• Instructions to follow: Turn every row below into a Markdown table with two columns, Number and Line Text, giving each line its own number and skipping blank lines. Leave the pictures out of the table.

• Dataset rows:
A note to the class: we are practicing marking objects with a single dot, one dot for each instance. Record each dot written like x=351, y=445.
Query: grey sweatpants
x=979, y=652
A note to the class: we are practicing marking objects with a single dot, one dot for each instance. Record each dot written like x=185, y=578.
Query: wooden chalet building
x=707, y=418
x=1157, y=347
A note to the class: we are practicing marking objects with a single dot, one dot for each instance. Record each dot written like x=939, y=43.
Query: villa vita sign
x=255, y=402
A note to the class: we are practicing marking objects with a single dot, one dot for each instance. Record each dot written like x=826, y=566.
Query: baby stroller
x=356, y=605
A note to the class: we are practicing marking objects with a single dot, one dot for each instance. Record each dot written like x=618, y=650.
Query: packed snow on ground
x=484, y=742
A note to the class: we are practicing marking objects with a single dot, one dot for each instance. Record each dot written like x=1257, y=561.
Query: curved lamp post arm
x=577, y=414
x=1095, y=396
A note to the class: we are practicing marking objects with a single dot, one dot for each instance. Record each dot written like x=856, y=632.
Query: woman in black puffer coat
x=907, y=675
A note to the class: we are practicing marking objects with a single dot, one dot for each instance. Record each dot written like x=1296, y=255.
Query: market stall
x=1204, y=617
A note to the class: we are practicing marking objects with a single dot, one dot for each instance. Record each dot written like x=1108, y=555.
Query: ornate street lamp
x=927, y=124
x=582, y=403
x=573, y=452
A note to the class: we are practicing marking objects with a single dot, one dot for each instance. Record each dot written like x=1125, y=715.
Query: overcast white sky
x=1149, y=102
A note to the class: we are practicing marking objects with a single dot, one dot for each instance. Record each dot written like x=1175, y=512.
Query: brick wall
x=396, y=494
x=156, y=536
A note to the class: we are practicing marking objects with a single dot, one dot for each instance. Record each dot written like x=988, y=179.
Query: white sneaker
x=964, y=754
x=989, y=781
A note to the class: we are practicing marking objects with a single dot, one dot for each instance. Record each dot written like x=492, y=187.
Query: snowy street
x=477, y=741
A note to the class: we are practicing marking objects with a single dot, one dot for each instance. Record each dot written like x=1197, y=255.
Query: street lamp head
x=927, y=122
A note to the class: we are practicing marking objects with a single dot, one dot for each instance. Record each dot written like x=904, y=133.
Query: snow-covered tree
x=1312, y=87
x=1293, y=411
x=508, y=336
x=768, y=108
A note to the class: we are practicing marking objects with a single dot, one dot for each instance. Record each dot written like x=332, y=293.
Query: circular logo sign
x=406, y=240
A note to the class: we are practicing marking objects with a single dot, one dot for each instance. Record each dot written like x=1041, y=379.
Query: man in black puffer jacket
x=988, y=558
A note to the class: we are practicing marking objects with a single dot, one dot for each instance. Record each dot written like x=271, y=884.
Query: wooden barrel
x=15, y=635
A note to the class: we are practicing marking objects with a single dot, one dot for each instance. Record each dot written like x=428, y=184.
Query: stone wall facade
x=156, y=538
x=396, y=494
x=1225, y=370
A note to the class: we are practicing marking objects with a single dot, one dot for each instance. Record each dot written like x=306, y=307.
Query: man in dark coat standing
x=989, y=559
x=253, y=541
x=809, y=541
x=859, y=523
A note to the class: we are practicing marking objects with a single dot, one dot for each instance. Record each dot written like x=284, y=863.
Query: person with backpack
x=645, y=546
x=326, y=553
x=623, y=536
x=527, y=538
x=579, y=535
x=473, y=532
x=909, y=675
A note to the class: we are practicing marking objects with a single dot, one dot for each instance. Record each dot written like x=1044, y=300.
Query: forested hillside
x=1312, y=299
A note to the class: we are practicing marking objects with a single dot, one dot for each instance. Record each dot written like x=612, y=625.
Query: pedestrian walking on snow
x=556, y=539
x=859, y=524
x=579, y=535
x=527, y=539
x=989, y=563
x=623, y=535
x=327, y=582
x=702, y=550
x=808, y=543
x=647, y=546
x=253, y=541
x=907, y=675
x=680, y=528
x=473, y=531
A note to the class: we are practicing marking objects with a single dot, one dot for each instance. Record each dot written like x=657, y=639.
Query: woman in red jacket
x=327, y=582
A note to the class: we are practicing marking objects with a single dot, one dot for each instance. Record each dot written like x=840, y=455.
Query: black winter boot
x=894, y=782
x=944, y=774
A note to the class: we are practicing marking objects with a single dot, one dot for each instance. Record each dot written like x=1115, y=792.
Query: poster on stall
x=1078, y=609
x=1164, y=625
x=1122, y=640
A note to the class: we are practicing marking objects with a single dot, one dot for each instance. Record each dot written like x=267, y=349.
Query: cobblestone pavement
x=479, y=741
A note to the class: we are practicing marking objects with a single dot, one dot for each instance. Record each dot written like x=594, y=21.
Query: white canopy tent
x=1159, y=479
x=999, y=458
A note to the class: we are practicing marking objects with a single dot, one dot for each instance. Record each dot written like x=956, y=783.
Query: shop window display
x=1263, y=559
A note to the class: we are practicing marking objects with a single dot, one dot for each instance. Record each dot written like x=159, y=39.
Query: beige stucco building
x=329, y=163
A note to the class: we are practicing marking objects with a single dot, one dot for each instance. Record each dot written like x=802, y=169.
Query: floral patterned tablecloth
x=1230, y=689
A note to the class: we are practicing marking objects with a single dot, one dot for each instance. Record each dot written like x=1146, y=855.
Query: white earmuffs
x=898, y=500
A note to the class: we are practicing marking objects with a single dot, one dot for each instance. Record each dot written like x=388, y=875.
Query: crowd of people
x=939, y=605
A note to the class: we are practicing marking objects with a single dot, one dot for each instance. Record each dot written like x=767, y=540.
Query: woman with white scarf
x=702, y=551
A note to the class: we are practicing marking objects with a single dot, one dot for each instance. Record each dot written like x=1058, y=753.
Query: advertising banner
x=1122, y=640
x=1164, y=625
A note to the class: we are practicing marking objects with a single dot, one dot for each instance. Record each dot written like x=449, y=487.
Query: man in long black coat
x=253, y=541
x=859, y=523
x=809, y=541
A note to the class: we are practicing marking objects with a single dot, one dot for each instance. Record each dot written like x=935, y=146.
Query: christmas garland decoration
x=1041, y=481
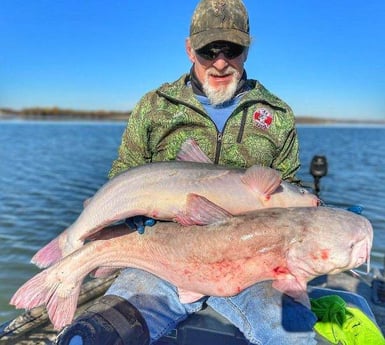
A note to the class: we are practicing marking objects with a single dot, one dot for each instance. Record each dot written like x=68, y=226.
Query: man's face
x=218, y=66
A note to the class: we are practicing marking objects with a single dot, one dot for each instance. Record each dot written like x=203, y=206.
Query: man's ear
x=189, y=50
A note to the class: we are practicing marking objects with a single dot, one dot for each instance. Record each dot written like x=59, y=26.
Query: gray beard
x=222, y=94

• Response below:
| Number | Line Text |
|---|---|
| 1 | A note to the class: we are practicing marking objects with a single dot, one dot for each instance. Record each dot written like x=351, y=445. |
| 2 | Query: grey sweatpants |
| 3 | x=979, y=652 |
| 4 | A note to the class: we are practicing marking objects with a single dot, one dot for each instance. Record each dot written like x=185, y=578. |
| 5 | Query: wooden chalet building |
| 6 | x=707, y=418 |
| 7 | x=1157, y=347 |
| 8 | A note to the class: we are practicing marking objects with a single dot, one dot for each instance. Record each dot written like x=939, y=43. |
| 9 | Query: villa vita sign |
| 10 | x=255, y=402 |
| 11 | A note to the class: we are practicing marking objects with a single dot, one dot for each instance. Record each dot written like x=826, y=566. |
| 12 | Query: baby stroller |
| 13 | x=356, y=605 |
| 14 | A note to the class: we are practicing marking objects with a single dot, one dot for each instance. Record each dot written like x=618, y=650. |
| 15 | Query: packed snow on ground |
| 16 | x=484, y=742 |
| 17 | A note to the class: we are practicing marking objects with a single dot, one dot for each instance. Record each dot written like x=1257, y=561. |
| 18 | Query: curved lamp post arm |
| 19 | x=577, y=414 |
| 20 | x=1095, y=396 |
| 21 | A note to the class: we are practicing marking objects with a single dot, one dot for each instance. Record each dot written like x=856, y=632. |
| 22 | Query: woman in black puffer coat |
| 23 | x=907, y=675 |
| 24 | A note to the class: we are practicing marking objects with a single dot, one dot for each instance. Record each dot written like x=1296, y=255. |
| 25 | Query: market stall |
| 26 | x=1204, y=617 |
| 27 | A note to the class: we are practicing marking objects with a single dot, one dot for each instance. Record each dot written like x=1108, y=555. |
| 28 | Query: ornate street lamp |
| 29 | x=927, y=124 |
| 30 | x=582, y=403 |
| 31 | x=573, y=452 |
| 32 | A note to the class: we are practicing marking objects with a single dot, one dot for each instance. Record each dot written like x=1125, y=715. |
| 33 | Query: overcast white sky |
| 34 | x=1149, y=102 |
| 35 | A note to the class: we are practicing marking objects with a single dot, one dot for each instance. Record each dot written like x=1175, y=512. |
| 36 | Query: brick wall |
| 37 | x=396, y=494 |
| 38 | x=156, y=536 |
| 39 | A note to the class: we are practicing marking objects with a single dot, one dot for each instance. Record each dot written like x=988, y=179. |
| 40 | Query: white sneaker |
| 41 | x=964, y=754 |
| 42 | x=989, y=781 |
| 43 | A note to the class: we are practicing marking objects with a single dot, one dot for each instance. Record each dot written like x=492, y=187. |
| 44 | Query: snowy street |
| 45 | x=477, y=741 |
| 46 | A note to the class: we are practicing marking objects with a single dot, one dot for each instance. Record each dot written like x=1197, y=255. |
| 47 | Query: street lamp head |
| 48 | x=927, y=122 |
| 49 | A note to the class: we are practicing marking objects with a single dot, one dot for each instance. Record each dot written like x=904, y=133. |
| 50 | Query: snow-covered tree |
| 51 | x=1312, y=87 |
| 52 | x=1293, y=411 |
| 53 | x=508, y=336 |
| 54 | x=768, y=108 |
| 55 | A note to the class: we are practicing marking objects with a single dot, one dot for each instance. Record each dot written like x=332, y=293. |
| 56 | Query: circular logo sign |
| 57 | x=406, y=240 |
| 58 | A note to the class: we are practicing marking objects with a single dot, one dot for each instance. Record each dot written like x=1041, y=379. |
| 59 | Query: man in black puffer jacket |
| 60 | x=988, y=558 |
| 61 | A note to the class: we are practicing marking objects with a single dot, one dot for each instance. Record each dot written like x=271, y=884. |
| 62 | Query: wooden barrel |
| 63 | x=15, y=635 |
| 64 | A note to the class: we are practicing marking objects with a single dot, one dot for each instance. Record each dot written like x=428, y=184. |
| 65 | Query: stone wall facade |
| 66 | x=156, y=538 |
| 67 | x=396, y=494 |
| 68 | x=1225, y=370 |
| 69 | A note to the class: we are practicing marking objects with a single dot, one dot for each instance. Record each dot written like x=306, y=307. |
| 70 | Query: man in dark coat standing |
| 71 | x=989, y=559 |
| 72 | x=253, y=541 |
| 73 | x=809, y=541 |
| 74 | x=859, y=523 |
| 75 | A note to the class: we are practicing marking objects with a single dot, one dot for each instance. Record each dot written like x=284, y=863. |
| 76 | Query: person with backpack |
| 77 | x=645, y=546 |
| 78 | x=326, y=553 |
| 79 | x=623, y=536 |
| 80 | x=527, y=538 |
| 81 | x=579, y=535 |
| 82 | x=473, y=532 |
| 83 | x=909, y=675 |
| 84 | A note to the class: we are practicing marking objects with a single dot, one dot for each instance. Record each dot written like x=1044, y=300. |
| 85 | Query: forested hillside |
| 86 | x=1312, y=299 |
| 87 | A note to the class: we are practicing marking objects with a single dot, one dot for each instance. Record each dot written like x=612, y=625. |
| 88 | Query: pedestrian walking on snow |
| 89 | x=556, y=539 |
| 90 | x=859, y=524 |
| 91 | x=579, y=535 |
| 92 | x=527, y=539 |
| 93 | x=989, y=563 |
| 94 | x=623, y=535 |
| 95 | x=327, y=582 |
| 96 | x=702, y=550 |
| 97 | x=808, y=543 |
| 98 | x=647, y=546 |
| 99 | x=253, y=541 |
| 100 | x=907, y=675 |
| 101 | x=680, y=528 |
| 102 | x=473, y=531 |
| 103 | A note to the class: we are practicing marking objects with a single dot, one dot for each instance. Record each dot written like x=657, y=639. |
| 104 | Query: woman in red jacket |
| 105 | x=327, y=582 |
| 106 | A note to the class: we are practicing marking objects with a single dot, one dot for each instance. Record each dot written like x=840, y=455. |
| 107 | Query: black winter boot |
| 108 | x=894, y=782 |
| 109 | x=944, y=774 |
| 110 | A note to the class: we are practicing marking objects with a single dot, one dot for each instance. Record each dot written like x=1115, y=792. |
| 111 | Query: poster on stall |
| 112 | x=1078, y=609 |
| 113 | x=1164, y=625 |
| 114 | x=1122, y=640 |
| 115 | A note to the class: we are practicing marking objects with a single dot, one dot for each instance. Record each dot written like x=267, y=349. |
| 116 | Query: cobblestone pavement |
| 117 | x=479, y=741 |
| 118 | A note to the class: we are practicing marking objects with a single dot, one dot for each instance. Record each dot written like x=594, y=21. |
| 119 | Query: white canopy tent |
| 120 | x=1159, y=479 |
| 121 | x=999, y=458 |
| 122 | A note to the class: we are practicing marking objects with a single dot, one dot for each instance. Record each dot written like x=956, y=783. |
| 123 | Query: shop window display |
| 124 | x=1263, y=559 |
| 125 | A note to the class: we are practicing marking objects with a single dot, one dot for each instance. Record each dot written like x=159, y=39. |
| 126 | Query: beige stucco building |
| 127 | x=329, y=163 |
| 128 | A note to the class: we are practicing marking objects with a single dot, one dot for each instance. Record each dot written like x=802, y=169. |
| 129 | Query: floral patterned tablecloth |
| 130 | x=1230, y=689 |
| 131 | A note to the class: we are practicing marking objects with a single dot, one dot for each instance. Record each dot written like x=1146, y=855. |
| 132 | Query: white earmuffs |
| 133 | x=898, y=500 |
| 134 | A note to the class: we are practicing marking objects with a single dot, one dot for each instance. Record each dot written like x=388, y=875. |
| 135 | Query: crowd of people |
| 136 | x=939, y=605 |
| 137 | A note to the class: we are practicing marking objects with a single dot, one dot for each instance. Record each dot written like x=767, y=540. |
| 138 | Query: woman with white scarf |
| 139 | x=702, y=551 |
| 140 | A note to the class: we are practicing marking objects with a single dot, one dot for each instance. Record each dot written like x=1058, y=753. |
| 141 | Query: advertising banner |
| 142 | x=1122, y=640 |
| 143 | x=1164, y=625 |
| 144 | A note to the class: we are practicing marking objects with a single dot, one dot for each instance. Record each dot written like x=449, y=487. |
| 145 | Query: man in long black coat |
| 146 | x=253, y=541 |
| 147 | x=859, y=523 |
| 148 | x=809, y=541 |
| 149 | A note to the class: we are practicing marking objects with a single dot, one dot for each instance. Record each dot written like x=935, y=146. |
| 150 | Query: christmas garland decoration |
| 151 | x=1041, y=481 |
| 152 | A note to the class: we are practicing marking objects with a single dot, one dot for each instance. Record each dot written like x=68, y=226. |
| 153 | Query: man's face |
| 154 | x=218, y=66 |
| 155 | A note to the class: we are practicing marking objects with a single dot, one dot for each instance. Record each dot written like x=203, y=206. |
| 156 | Query: man's ear |
| 157 | x=189, y=50 |
| 158 | A note to the class: we are practicing marking objects with a single dot, one dot for each instance. Record each dot written like x=59, y=26. |
| 159 | Query: gray beard |
| 160 | x=222, y=94 |